- TASK STATEMENT
In the records below, find the line holding "mark: the person's arm"; copy it and every line after it to the end, omitting all images.

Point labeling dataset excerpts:
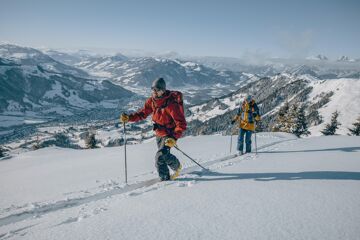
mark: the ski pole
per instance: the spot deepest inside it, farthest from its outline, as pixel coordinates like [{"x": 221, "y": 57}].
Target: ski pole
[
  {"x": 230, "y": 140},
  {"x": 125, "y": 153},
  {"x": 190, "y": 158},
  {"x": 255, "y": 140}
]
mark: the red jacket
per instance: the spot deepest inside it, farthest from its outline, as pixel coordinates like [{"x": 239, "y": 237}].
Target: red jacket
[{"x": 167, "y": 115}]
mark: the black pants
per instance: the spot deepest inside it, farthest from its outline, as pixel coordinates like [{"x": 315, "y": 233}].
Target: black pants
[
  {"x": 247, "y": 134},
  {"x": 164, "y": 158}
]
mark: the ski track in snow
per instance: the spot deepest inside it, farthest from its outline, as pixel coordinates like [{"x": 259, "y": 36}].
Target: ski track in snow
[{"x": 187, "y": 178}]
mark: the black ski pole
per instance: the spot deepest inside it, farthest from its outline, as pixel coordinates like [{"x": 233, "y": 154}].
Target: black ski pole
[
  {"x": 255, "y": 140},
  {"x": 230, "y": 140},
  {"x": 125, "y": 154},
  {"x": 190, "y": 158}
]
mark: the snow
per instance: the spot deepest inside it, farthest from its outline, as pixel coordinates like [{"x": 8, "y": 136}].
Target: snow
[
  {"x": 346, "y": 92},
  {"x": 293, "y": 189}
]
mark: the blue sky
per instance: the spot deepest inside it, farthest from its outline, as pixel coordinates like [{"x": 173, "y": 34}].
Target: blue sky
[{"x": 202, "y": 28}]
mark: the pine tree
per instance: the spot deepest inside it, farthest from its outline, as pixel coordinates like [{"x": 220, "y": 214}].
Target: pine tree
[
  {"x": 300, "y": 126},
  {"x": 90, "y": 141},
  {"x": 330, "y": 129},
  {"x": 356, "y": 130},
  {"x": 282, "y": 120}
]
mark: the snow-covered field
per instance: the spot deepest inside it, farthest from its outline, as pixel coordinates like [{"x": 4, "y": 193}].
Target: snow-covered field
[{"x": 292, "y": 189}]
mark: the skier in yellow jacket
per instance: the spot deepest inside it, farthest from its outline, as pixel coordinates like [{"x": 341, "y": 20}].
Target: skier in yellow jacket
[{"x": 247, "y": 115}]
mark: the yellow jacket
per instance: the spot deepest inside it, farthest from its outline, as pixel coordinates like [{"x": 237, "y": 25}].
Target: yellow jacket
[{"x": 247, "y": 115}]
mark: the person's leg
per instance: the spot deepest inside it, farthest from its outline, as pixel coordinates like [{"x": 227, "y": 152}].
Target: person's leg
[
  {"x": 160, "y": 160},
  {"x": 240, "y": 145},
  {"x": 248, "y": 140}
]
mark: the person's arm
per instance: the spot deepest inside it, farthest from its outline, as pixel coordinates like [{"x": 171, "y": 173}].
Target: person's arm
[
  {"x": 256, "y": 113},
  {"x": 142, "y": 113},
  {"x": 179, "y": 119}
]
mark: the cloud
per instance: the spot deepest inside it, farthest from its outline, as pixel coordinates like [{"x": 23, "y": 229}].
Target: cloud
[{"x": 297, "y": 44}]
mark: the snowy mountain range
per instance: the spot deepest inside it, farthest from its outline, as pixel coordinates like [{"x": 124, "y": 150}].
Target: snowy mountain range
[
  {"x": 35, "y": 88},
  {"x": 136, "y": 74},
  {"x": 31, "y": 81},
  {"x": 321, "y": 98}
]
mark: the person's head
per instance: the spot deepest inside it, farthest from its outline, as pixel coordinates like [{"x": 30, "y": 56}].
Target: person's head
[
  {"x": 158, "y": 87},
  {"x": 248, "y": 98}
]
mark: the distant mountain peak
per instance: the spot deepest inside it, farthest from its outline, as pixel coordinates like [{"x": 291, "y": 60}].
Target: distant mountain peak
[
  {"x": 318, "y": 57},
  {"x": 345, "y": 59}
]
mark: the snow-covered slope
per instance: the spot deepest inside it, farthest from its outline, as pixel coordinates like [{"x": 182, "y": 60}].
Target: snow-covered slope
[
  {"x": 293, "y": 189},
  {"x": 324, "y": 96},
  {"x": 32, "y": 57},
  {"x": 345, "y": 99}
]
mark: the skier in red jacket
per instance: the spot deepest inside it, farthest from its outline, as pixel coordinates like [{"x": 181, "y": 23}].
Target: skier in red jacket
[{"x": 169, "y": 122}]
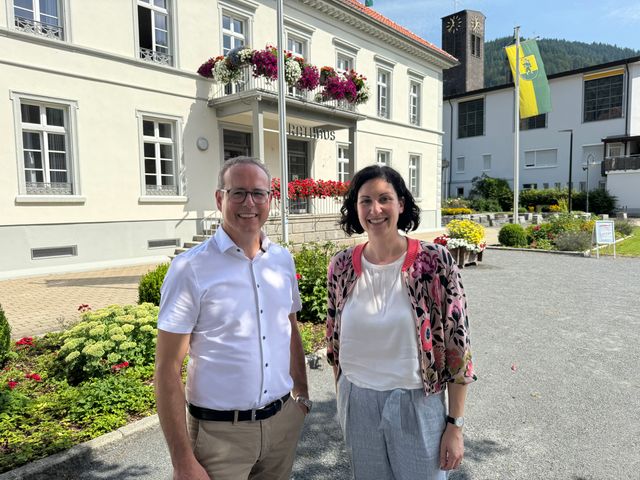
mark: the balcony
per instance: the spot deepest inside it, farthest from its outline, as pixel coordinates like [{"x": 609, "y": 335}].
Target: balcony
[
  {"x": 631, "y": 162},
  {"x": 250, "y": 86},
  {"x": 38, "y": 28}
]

- EXERCISE RESPONSE
mark: the person's arm
per instance: the spot deepest inside it, farthest from its outline, as pixel coordinates like [{"x": 171, "y": 173}].
Target: person's arm
[
  {"x": 256, "y": 113},
  {"x": 142, "y": 113},
  {"x": 179, "y": 119}
]
mark: the cloud
per instance: the spot deepest inside it, farthest from its outline, as pixel coordinates like [{"x": 23, "y": 229}].
Target: cloud
[{"x": 297, "y": 44}]
mark: the snowy mountain range
per instance: the spot deepest inside it, farthest from its outline, as pixel coordinates like [{"x": 124, "y": 150}].
Target: snowy mountain range
[
  {"x": 35, "y": 88},
  {"x": 136, "y": 74},
  {"x": 31, "y": 81},
  {"x": 321, "y": 98}
]
mark: the person's head
per instance: the spot deepest inside it, farthest from its outline, as pixel coordinates like [{"x": 30, "y": 56}].
Target: person's head
[
  {"x": 158, "y": 87},
  {"x": 248, "y": 98}
]
mark: the distant mountain peak
per instance: the spot deepest inside it, farthest from its outline, as pixel coordinates like [{"x": 291, "y": 60}].
Target: distant mountain peak
[
  {"x": 318, "y": 57},
  {"x": 345, "y": 59}
]
mark: the snow-covered slope
per instance: the spot deepest inside it, farthest from its outline, as pixel coordinates like [{"x": 182, "y": 60}].
Target: snow-covered slope
[
  {"x": 293, "y": 189},
  {"x": 324, "y": 96},
  {"x": 32, "y": 57},
  {"x": 345, "y": 99}
]
mark: the skier in red jacket
per instance: the spot deepest inside it, farthest from its outline, as pixel coordinates like [{"x": 181, "y": 23}].
Target: skier in red jacket
[{"x": 169, "y": 122}]
mark: the balcony
per instance: the spot deepest inside it, farthest from its outline, as pixel coordinates like [{"x": 609, "y": 335}].
Target: balcony
[
  {"x": 631, "y": 162},
  {"x": 250, "y": 86},
  {"x": 38, "y": 28}
]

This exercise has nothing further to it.